[Task prompt]: The number of lines holding "poster" is all you should give; count them in the records below.

[Records from a collection]
-------------------------

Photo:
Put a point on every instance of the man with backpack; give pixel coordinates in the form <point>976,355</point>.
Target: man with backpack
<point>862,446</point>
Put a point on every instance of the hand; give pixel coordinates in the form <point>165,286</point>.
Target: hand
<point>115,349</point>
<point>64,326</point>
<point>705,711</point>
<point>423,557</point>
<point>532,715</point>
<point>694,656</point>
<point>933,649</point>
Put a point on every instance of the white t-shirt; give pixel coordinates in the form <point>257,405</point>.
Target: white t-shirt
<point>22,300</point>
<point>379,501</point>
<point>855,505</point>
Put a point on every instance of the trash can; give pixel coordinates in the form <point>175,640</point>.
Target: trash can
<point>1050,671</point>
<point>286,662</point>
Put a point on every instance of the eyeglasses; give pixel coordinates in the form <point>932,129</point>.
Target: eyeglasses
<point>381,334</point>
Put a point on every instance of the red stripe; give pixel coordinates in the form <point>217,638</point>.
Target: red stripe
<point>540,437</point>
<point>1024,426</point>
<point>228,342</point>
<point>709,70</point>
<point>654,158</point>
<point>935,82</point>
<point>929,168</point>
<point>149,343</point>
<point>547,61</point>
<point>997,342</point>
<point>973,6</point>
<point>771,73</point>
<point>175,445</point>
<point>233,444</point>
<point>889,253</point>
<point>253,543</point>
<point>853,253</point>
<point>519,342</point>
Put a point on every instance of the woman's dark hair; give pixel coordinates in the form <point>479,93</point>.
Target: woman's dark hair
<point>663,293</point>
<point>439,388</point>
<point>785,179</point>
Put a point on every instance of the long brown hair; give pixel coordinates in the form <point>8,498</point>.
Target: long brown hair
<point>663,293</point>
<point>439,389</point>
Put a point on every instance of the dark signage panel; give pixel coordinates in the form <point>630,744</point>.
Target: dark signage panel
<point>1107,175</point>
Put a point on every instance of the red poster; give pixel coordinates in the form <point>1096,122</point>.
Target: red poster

-------------------------

[Exercise output]: 2